What the task requires: Transcribe the lines below verbatim, beginning with the line that contains "shirt in the picture above." and continuing through the final line.
* Begin Data supplied *
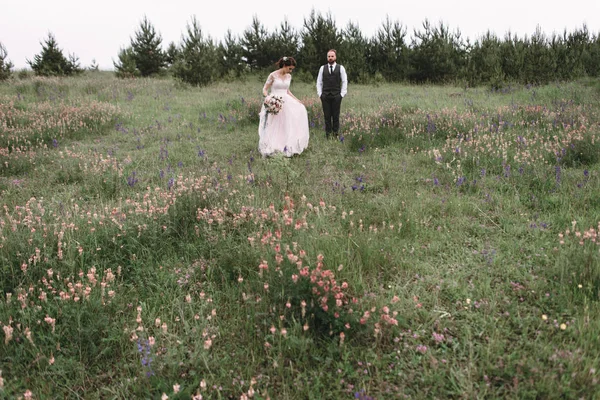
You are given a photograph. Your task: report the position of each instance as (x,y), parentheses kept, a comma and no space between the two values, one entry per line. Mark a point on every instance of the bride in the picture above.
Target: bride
(283,130)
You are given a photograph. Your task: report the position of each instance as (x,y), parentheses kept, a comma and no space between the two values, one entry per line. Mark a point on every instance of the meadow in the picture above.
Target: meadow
(446,246)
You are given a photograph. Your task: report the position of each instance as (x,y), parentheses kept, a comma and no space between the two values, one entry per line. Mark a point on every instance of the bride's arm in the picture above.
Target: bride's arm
(268,85)
(292,96)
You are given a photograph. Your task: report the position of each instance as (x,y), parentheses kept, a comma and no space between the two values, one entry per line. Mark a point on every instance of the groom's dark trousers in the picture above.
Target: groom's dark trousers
(331,111)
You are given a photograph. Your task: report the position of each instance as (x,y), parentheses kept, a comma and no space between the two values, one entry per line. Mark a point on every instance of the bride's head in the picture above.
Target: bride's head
(286,62)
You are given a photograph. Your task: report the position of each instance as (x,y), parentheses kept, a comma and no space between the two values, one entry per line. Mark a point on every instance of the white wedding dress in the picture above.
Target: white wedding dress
(287,131)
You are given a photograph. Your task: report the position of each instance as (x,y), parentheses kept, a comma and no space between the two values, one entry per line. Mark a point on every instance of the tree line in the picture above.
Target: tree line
(433,53)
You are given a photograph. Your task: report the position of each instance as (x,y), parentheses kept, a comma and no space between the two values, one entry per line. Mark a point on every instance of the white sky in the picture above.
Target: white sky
(97,30)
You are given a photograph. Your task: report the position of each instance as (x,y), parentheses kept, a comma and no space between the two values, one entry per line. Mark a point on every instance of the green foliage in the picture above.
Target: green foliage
(484,65)
(230,56)
(156,252)
(148,55)
(437,55)
(5,65)
(126,67)
(259,48)
(197,64)
(52,62)
(353,53)
(173,54)
(286,41)
(94,66)
(388,52)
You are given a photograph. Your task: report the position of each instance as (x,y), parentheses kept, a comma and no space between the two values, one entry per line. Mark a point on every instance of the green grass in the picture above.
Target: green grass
(456,232)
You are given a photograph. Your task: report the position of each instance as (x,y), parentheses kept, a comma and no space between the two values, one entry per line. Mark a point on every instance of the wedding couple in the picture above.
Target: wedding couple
(283,126)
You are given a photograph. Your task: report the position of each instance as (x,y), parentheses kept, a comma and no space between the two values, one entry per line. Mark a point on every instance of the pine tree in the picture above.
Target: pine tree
(231,61)
(172,54)
(148,55)
(286,41)
(94,66)
(319,35)
(389,52)
(258,46)
(126,67)
(437,55)
(5,65)
(52,62)
(353,51)
(484,62)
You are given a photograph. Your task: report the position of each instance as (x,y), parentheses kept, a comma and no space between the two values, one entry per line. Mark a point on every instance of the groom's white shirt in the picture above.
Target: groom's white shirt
(343,75)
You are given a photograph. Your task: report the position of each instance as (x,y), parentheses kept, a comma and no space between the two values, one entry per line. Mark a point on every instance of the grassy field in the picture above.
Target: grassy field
(445,247)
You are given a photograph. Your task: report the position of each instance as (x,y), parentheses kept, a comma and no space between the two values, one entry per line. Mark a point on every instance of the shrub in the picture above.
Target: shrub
* End Data supplied *
Result of this task:
You are given a photograph. Your task: report the position of each instance as (x,y), parentheses kept, a comma and no space between the two values, one entry per line. Mark a point on every instance of the groom's white shirt in the picture above.
Target: groom's white shirt
(343,75)
You are given a photograph. Your task: report the position of each instance as (x,y), parentheses kept, a comma and no space between the two values, one entry per line. Mark a point on every instance of the grassy field in the picture above.
Target: grassy field
(445,247)
You are given a photograph. Your task: report the position of each instance as (x,y), parentheses kept, a comma and no space between the two values, one entry per line. Mark a point on every instance of the shrub in the picture above.
Target: shrub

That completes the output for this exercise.